### Data
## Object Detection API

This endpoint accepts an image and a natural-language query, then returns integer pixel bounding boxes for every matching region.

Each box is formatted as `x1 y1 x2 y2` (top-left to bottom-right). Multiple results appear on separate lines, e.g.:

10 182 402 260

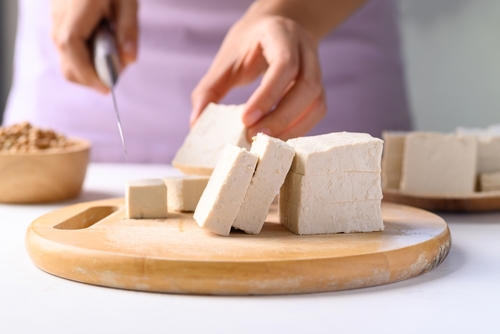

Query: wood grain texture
26 199 451 294
0 140 90 204
382 189 500 212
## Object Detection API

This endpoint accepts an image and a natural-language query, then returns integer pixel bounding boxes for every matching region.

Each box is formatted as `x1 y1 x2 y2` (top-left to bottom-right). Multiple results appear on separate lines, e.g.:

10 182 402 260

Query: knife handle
92 20 122 88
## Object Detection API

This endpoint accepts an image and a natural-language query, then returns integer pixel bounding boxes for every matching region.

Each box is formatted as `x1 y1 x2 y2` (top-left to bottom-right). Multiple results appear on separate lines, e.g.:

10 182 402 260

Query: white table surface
0 164 500 333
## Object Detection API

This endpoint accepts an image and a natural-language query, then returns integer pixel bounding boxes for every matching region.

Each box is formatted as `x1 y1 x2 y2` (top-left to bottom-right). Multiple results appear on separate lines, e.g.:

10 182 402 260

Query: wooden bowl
0 139 90 204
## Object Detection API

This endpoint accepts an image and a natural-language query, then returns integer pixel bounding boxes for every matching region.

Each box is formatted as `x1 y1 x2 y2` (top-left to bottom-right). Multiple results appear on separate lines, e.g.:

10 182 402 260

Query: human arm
191 0 365 140
52 0 138 93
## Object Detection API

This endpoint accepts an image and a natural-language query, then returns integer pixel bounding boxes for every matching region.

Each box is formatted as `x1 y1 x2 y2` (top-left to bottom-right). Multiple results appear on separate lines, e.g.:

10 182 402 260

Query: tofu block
400 132 477 196
479 172 500 191
382 131 408 189
477 136 500 174
163 175 210 212
193 144 258 236
287 132 383 175
456 125 500 174
233 133 295 234
280 172 382 207
125 179 168 219
279 197 384 235
233 186 275 234
172 103 250 175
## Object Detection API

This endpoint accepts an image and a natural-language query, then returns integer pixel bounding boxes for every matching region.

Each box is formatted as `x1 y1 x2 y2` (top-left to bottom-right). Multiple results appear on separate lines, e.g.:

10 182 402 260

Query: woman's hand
191 8 326 140
52 0 138 93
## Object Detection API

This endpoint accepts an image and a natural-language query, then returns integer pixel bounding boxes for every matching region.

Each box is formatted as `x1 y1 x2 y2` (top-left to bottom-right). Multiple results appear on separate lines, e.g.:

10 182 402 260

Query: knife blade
92 20 128 159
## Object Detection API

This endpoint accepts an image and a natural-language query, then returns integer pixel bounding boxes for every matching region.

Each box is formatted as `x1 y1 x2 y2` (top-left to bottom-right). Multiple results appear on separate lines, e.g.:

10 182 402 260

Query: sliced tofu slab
172 103 250 175
233 133 295 234
193 144 258 236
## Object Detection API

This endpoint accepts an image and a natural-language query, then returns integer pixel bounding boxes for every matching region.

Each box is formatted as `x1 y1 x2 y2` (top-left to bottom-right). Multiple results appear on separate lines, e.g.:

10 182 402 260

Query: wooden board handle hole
54 206 118 230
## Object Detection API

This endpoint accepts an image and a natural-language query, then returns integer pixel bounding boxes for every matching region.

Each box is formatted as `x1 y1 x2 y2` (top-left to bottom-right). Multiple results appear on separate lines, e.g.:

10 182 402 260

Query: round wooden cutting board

### What the task asks
Add 10 to every bounding-box coordinate in the answers, and reproduce the items from the start of the items to the line with "382 189 500 212", both ends included, with the requests kept. Omit the pictures.

### Reply
## Object Detection API

This endpoint accepts an image and a natural-language query, then returns integer pixel bounding boxes for every matching region.

Each box is formatted as `x1 y1 x2 y2` (top-left to bottom-right). Multiple results appear on separate lines, e.g.:

10 182 402 260


Query: wood grain texture
36 209 461 304
10 150 100 214
392 199 510 222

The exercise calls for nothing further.